Review | Songlines

Lines: Parts One, Two and Three

Rating: ★★★

View album and artist details

Album and Artist Details

Artist/band:

The Unthanks

Label:

Rabble Rouser

April/2019

Lines, the latest of The Unthanks' many ambitious and innovative projects, is a trilogy of song cycles, each with a female inspiration at their heart. Somewhere between an EP and a full album in length these are ‘MPs’, medium players, and are available separately or as a set in a modestly designed slipcase.

Part One was written for The Last Testament of Lillian Bilocca, a theatre piece by Maxine Peake performed in 2017 when Hull was the UK City of Culture. This told the story of Lillian Bilocca, whose work was skinning cod, and whose father, husband and son were all fishermen. After the loss of three Hull trawlers and 58 men in 1968, Bilocca campaigned with a group of women, the ‘headscarf revolutionaries,’ for improved safety standards – nothing unreasonable, just full crews, safety equipment, radio operators and medical support. Bilocca's campaign was successful but she was vilified and blacklisted. Never employed in the fishing industry again, she eked out a living as a cleaner. ‘The Sea is a Woman’ is a powerful portrait in a song of a woman who sees something of her own strength in the sea, not so much her enemy as the men she must face on land.

========

● Tasks and exercises:
1 – Reproduce word for word everything in the Songlines review from "Part One was" down to "face on land.".
2 – Resume the review of The Unthanks' trilogy after its final sentence and carry it forward.

● Source material:
========

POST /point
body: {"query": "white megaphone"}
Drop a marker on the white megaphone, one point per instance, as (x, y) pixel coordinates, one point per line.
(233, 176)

========

● Numbered answers:
1 –
Part One was written for The Last Testament of Lillian Bilocca, a theatre piece by Maxine Peake performed in 2017 when Hull was the UK City of Culture. This told the story of Lillian Bilocca, whose work was skinning cod, and whose father, husband and son were all fishermen. After the loss of three Hull trawlers and 58 men in 1968, Bilocca campaigned with a group of women, the ‘headscarf revolutionaries,’ for improved safety standards – nothing unreasonable, just full crews, safety equipment, radio operators and medical support. Bilocca's campaign was successful but she was vilified and blacklisted. Never employed in the fishing industry again, she eked out a living as a cleaner. ‘The Sea is a Woman’ is a powerful portrait in a song of a woman who sees something of her own strength in the sea, not so much her enemy as the men she must face on land.

2 –
Part Two is songs written, and poems set, for a project marking the centenary of World War I. ‘Roland and Vera’, with Sam Lee also singing, is a heartrending piece adapted from letters written by Vera Brittain and the soldier she loved, Roland Leighton. Brittain wrote her last letter to him knowing that her fiancé had already been killed. ‘Socks’ by Jessie Pope, is a troubling choice. Pope wrote gung-ho verses encouraging young men to enlist (and the giving of white feathers to those reluctant to do so). But in Adrian McNally's setting it becomes a poignant expression of concern for a cold soldier, a sensitive soul stuck in a trench somewhere, and the socks she knits are the practical as well as symbolic expression of this. The line, ‘He'll come out on top somehow,’ so facile when read, becomes here, quietly sung and repeated, not an assurance but a fragile hope. The voices of the Unthank sisters, gentle, almost frail, and the weaving of their harmonies, suit such material perfectly.

Part Three is a series of settings of poems by Emily Brontë. Adrian McNally plays his accompaniments on the author's own piano in The Parsonage in Haworth, the Brontë's home. This venerable instrument, made between 1810 and 1815, has to be played gently. This, and the Unthanks' vocal style – more yearning than urgent – works well with the more reflective poems such as ‘Shall Earth No More Inspire Thee’. But settings and singing never rise to the wildness of Emily Brontë's fiercer writing. ‘High waving heather,neath stormy blasts bending... wild forest lending/One mighty voice to the life-giving wind...’ needs some Sturm und Drang. Heathcliff was born of Emily Brontë's imagination, but there is little wuthering in these settings. Even the gloom of ‘Deep, Deep Down in the Silent Grave’ has a gothic grandeur that demands more extreme expression. Part Three is, sadly, simply too polite.